- _WRITTEN PROBLEM_
Print the part of the hedgehog thread between "I've had my" and "and freaked out.", inclusive, word for word.

- _SELECTED EXCERPT_
# Hedgehogs



## Hedgian (Aug 18, 2014)

I've had my hedgehog for a little under a year now and overall he is really great (he gets grouchy sometimes though) haven't had any issues or vet trips. Biggest thing that's happen is that he started self anointing sometime soon after I got him and I didn't realize he was doing that and freaked out. 

Before I ramble on, the reason for posting this is I wanted to see if there are any other hedgehog owners and what their cage set up is. (Pics please!)


----------



## Morpheus (Aug 28, 2014)

I've had a few recued hedgies, and this is our housing  
We use wood shavings from a brand that is way less dusty as other familiar brands. But since we've got mice now and will have rats, we will use Back2Nature in the near future  But whatever you want to use, just make sure it's not too dusty, but also not too small. Especially when having a male hedgie, because the smaller stuff will get stuck in his "private organ". If you know what i mean, lol. Fleece is awesome, but smells pretty bad to me. So i use wood shavings, but since i have a female, it's les neccesary to watch out for stuff getting stuck 










Bella is the female hedgie i have now, Loui was our previous boy, which died two months ago. His name will change in time, when our new hedgie will arrive, but his comic will stay. i just draw another one on there looking like our new hedgie, with his/her name on it too.

And yes, it's a mess i know... hedgies just kinda are that way


----------

- _DATA_
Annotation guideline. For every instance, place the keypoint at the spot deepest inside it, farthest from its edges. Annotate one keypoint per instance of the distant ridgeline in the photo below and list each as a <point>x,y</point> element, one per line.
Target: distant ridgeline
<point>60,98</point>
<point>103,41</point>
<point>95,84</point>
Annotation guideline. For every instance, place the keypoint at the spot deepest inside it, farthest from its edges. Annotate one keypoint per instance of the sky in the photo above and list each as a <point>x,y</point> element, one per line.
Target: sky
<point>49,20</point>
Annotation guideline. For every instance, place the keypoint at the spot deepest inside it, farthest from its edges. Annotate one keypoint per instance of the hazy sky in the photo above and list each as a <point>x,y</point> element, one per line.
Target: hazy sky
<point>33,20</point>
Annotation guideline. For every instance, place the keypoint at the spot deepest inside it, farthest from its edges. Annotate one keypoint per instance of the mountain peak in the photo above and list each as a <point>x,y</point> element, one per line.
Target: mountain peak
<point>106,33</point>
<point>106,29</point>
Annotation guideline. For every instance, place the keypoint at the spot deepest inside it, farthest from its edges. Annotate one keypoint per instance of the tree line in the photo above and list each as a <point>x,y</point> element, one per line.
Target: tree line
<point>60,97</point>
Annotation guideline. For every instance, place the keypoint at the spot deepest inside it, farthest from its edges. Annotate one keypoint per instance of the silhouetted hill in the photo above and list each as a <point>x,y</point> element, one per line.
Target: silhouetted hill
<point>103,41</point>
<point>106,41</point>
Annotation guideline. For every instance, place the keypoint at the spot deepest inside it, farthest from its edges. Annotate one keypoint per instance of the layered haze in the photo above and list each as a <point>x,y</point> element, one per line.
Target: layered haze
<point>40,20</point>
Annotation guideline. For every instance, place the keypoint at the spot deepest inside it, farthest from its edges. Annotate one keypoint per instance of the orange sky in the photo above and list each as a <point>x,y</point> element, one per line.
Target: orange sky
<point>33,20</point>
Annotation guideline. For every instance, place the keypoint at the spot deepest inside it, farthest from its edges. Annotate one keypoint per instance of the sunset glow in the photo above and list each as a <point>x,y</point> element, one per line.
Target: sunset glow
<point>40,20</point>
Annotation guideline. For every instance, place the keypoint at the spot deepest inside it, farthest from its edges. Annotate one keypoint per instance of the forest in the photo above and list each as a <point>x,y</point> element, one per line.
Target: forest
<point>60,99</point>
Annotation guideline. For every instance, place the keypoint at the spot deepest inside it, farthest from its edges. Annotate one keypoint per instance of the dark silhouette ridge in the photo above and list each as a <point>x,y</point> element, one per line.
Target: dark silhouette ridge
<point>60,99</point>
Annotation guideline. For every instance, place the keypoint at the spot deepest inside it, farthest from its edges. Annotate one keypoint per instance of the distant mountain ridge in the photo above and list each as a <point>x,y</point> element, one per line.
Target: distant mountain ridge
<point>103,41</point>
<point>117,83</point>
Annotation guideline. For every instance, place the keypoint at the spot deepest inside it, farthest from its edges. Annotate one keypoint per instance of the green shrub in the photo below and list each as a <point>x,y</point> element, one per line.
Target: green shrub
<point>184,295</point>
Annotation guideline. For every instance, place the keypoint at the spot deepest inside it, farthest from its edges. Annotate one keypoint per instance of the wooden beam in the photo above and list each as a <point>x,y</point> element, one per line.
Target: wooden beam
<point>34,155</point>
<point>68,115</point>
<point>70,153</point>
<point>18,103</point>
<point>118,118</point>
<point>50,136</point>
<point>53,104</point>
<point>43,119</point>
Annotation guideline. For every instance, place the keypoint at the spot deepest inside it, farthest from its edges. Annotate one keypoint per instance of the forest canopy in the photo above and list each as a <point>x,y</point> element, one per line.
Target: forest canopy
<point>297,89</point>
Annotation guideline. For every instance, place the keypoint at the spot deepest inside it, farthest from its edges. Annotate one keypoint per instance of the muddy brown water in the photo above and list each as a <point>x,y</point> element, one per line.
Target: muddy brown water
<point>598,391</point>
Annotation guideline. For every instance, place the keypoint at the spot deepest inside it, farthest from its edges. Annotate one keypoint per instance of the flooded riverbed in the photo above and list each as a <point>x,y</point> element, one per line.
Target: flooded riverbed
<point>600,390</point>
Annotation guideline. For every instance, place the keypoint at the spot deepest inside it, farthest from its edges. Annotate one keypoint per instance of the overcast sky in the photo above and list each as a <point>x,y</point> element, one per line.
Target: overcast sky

- _RESPONSE TO THIS EXERCISE_
I've had my hedgehog for a little under a year now and overall he is really great (he gets grouchy sometimes though) haven't had any issues or vet trips. Biggest thing that's happen is that he started self anointing sometime soon after I got him and I didn't realize he was doing that and freaked out.